(Part of a data file)
----------------
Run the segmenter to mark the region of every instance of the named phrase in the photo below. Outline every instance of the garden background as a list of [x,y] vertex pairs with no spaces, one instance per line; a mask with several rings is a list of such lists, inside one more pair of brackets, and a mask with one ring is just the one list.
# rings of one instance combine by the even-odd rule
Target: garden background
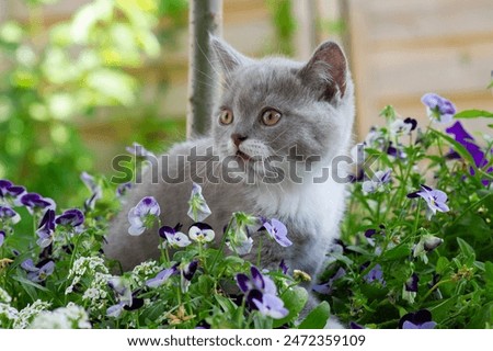
[[[222,33],[251,56],[342,42],[359,141],[387,104],[420,117],[427,91],[493,110],[491,18],[488,0],[227,0]],[[107,173],[126,145],[183,139],[187,20],[185,0],[0,1],[0,178],[67,204],[78,174]]]
[[[316,286],[331,308],[300,325],[308,278],[223,256],[210,231],[122,276],[100,251],[124,201],[112,159],[186,137],[187,1],[0,1],[0,179],[57,203],[0,183],[0,327],[320,328],[330,310],[355,328],[493,325],[491,1],[223,1],[222,36],[248,55],[306,59],[326,38],[343,44],[355,139],[377,159],[378,172],[354,174]],[[192,200],[204,207],[198,189]],[[264,229],[283,231],[274,219]],[[255,220],[233,214],[225,240]],[[160,230],[171,246],[186,237],[173,230]],[[244,296],[225,296],[222,280]],[[252,291],[268,296],[262,308]]]

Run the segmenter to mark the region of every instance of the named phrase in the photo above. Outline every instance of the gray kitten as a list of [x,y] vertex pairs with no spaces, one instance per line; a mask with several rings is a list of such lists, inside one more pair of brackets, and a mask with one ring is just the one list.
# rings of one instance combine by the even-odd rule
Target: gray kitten
[[[205,222],[218,241],[233,212],[277,218],[293,246],[263,240],[261,268],[277,267],[284,259],[291,270],[314,278],[339,236],[344,212],[344,179],[334,179],[333,162],[348,152],[354,120],[354,88],[344,54],[326,42],[301,64],[251,59],[214,37],[211,45],[225,79],[210,135],[175,145],[159,160],[158,174],[156,168],[144,174],[113,223],[104,251],[125,270],[157,259],[157,228],[128,235],[127,213],[152,195],[163,225],[187,228],[194,181],[203,186],[213,213]],[[184,181],[162,180],[162,172]],[[250,254],[254,261],[255,248]]]

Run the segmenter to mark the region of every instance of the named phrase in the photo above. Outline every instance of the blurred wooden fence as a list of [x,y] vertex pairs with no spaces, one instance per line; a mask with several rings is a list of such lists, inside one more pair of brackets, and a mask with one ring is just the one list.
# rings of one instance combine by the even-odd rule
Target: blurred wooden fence
[[[349,0],[348,13],[360,136],[387,104],[425,121],[425,92],[493,111],[492,0]],[[485,120],[467,125],[488,131]]]
[[[89,0],[61,0],[47,7],[47,23],[66,20]],[[312,1],[311,12],[307,3]],[[0,21],[26,19],[18,0],[0,0]],[[223,0],[223,35],[248,55],[262,55],[275,43],[274,27],[265,0]],[[305,3],[305,4],[303,4]],[[420,98],[437,92],[456,102],[459,110],[493,110],[493,94],[486,90],[493,70],[492,0],[303,0],[295,1],[298,32],[297,56],[307,58],[318,39],[344,39],[353,68],[357,94],[358,138],[372,124],[381,124],[379,111],[392,104],[404,116],[424,117]],[[313,26],[313,10],[324,21],[345,21],[347,35]],[[308,12],[307,12],[308,11]],[[311,14],[310,14],[311,13]],[[329,26],[330,27],[330,26]],[[160,114],[184,116],[186,111],[187,34],[179,34],[180,47],[165,53],[160,63],[139,73],[148,84],[169,80],[171,89],[160,101]],[[171,54],[171,55],[170,55]],[[468,122],[486,131],[485,121]],[[93,128],[84,137],[99,140]],[[108,136],[104,138],[107,140]]]

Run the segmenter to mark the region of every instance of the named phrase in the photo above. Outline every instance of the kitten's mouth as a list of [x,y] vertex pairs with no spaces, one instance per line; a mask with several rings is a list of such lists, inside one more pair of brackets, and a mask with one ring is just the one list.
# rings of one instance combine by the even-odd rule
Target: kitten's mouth
[[243,151],[240,150],[237,151],[237,157],[241,158],[243,161],[250,161],[252,159],[250,155],[244,154]]

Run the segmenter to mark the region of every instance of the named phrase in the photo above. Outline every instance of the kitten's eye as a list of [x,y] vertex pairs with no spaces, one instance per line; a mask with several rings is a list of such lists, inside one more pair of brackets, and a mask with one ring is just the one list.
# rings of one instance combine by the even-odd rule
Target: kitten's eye
[[233,115],[230,110],[222,110],[221,114],[219,115],[219,123],[220,124],[231,124],[233,121]]
[[276,110],[267,110],[262,114],[262,123],[267,126],[272,126],[279,122],[280,117],[280,112]]

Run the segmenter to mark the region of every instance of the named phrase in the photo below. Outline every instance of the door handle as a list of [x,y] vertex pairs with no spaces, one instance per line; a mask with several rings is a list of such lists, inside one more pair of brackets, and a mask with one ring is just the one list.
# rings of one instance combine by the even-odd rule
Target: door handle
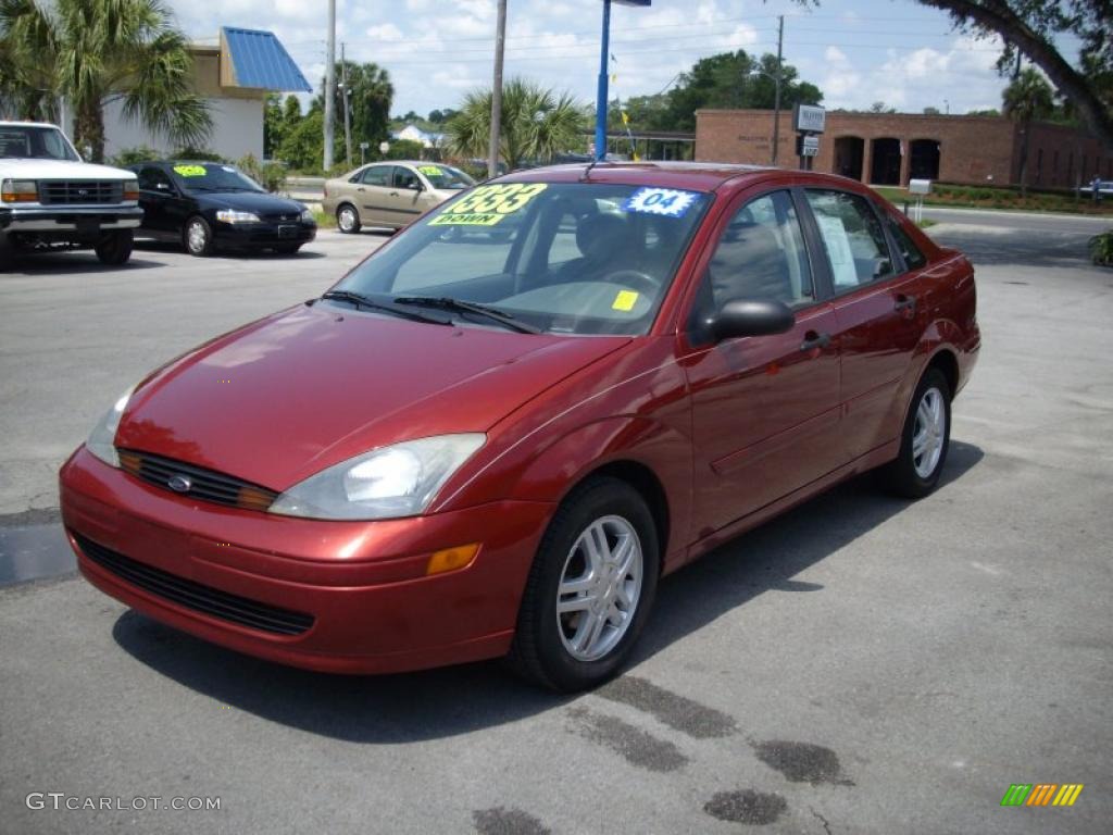
[[916,296],[906,296],[903,293],[897,296],[896,304],[893,305],[895,311],[915,311],[916,310]]
[[829,333],[816,333],[808,331],[804,334],[804,342],[800,343],[800,351],[812,351],[814,348],[825,348],[831,344]]

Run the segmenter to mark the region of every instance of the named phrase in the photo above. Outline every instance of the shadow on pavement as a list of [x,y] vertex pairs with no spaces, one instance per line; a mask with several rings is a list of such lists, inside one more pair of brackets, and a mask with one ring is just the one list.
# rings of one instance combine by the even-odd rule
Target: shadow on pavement
[[[953,441],[940,490],[983,458]],[[633,661],[653,656],[766,591],[815,591],[800,571],[896,515],[908,502],[855,479],[717,549],[662,581]],[[465,734],[575,698],[531,687],[499,661],[394,676],[333,676],[270,664],[206,644],[135,611],[117,644],[193,690],[269,721],[354,743],[394,744]]]
[[[313,242],[305,244],[305,246],[313,246]],[[137,240],[135,244],[136,250],[151,252],[151,253],[175,253],[177,255],[185,255],[186,250],[180,244],[171,243],[168,240]],[[270,249],[247,249],[247,250],[224,250],[217,249],[211,255],[206,255],[204,258],[198,258],[198,261],[204,261],[205,258],[234,258],[236,261],[256,261],[256,259],[268,259],[268,258],[279,258],[282,261],[294,259],[294,258],[326,258],[328,257],[325,253],[318,253],[315,250],[306,252],[302,249],[296,253],[276,253]]]

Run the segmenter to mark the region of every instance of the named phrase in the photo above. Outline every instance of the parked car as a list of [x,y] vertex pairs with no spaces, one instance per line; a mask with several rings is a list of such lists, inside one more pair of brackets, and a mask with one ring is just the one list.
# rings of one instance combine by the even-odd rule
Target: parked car
[[513,174],[129,389],[62,519],[90,582],[243,652],[591,687],[661,576],[856,473],[932,492],[975,304],[847,179]]
[[126,263],[138,197],[134,174],[81,161],[56,125],[0,121],[0,268],[16,253],[57,248]]
[[322,207],[347,234],[363,226],[401,229],[475,180],[442,163],[372,163],[325,180]]
[[190,255],[218,249],[293,255],[317,235],[304,203],[268,194],[225,163],[139,163],[141,230],[156,240],[181,244]]

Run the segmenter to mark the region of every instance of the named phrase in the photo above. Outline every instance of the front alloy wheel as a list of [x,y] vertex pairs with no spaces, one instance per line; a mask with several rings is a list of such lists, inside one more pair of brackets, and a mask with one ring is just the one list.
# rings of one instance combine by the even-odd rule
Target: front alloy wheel
[[583,690],[629,657],[657,591],[657,525],[646,500],[612,478],[561,503],[522,595],[509,660],[554,690]]

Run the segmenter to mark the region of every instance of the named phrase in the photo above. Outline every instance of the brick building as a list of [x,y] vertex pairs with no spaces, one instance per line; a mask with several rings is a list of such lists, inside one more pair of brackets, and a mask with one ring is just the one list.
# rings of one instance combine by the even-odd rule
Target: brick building
[[[792,115],[780,115],[777,164],[795,167]],[[768,164],[771,110],[698,110],[696,159]],[[1001,116],[827,112],[817,171],[877,186],[910,178],[968,185],[1020,183],[1022,129]],[[1097,175],[1113,179],[1113,148],[1082,130],[1036,122],[1028,144],[1028,185],[1074,188]]]

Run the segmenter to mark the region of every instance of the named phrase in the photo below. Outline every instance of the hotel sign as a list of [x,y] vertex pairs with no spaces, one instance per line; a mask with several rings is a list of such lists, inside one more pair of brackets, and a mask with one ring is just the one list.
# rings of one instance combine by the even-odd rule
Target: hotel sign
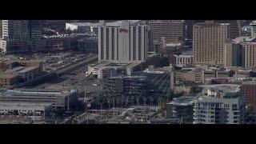
[[128,30],[126,30],[126,29],[119,29],[119,33],[128,33]]

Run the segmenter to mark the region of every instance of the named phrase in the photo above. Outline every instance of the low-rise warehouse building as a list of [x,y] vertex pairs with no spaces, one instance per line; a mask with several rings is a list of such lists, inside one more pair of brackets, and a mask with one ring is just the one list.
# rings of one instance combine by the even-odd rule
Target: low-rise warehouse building
[[18,81],[17,74],[0,74],[0,87],[8,87],[14,85]]
[[70,110],[78,102],[77,90],[61,91],[46,89],[14,89],[0,93],[0,102],[47,103],[55,108]]

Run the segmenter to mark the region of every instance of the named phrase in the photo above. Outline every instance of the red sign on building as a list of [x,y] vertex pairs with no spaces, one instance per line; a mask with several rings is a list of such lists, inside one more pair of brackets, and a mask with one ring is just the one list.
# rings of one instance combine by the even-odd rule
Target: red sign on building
----------------
Transcribe, word for word, every line from the one containing "of the low-rise" through the final line of the entries, and nothing else.

Run the segmenter to mark the region of every instance of the named phrase in the photo above. Outline every instance of the low-rise warehouse building as a list of [x,y] vertex pairs with no spaces, one instance per line; a mask with several rings is a list of such lists, inside one more pair of brackets, and a mask with one ring is just the one list.
# rings of one instance combine by the even-odd rule
Target: low-rise warehouse building
[[18,81],[17,74],[0,74],[0,87],[8,87],[14,85]]
[[70,110],[78,102],[77,90],[61,91],[46,89],[14,89],[0,93],[0,102],[47,103],[55,108]]

Run the segmenter to mark the region of every instance of the named phrase in the photo above. Outline every instance of the red sign on building as a list of [x,y] vertex pairs with no spaces, one instance per line; a mask with several rings is a list of such lists, inside one more pair of brackets, and a mask with one ring is just the one list.
# rings of one instance combine by the even-odd rule
Target: red sign on building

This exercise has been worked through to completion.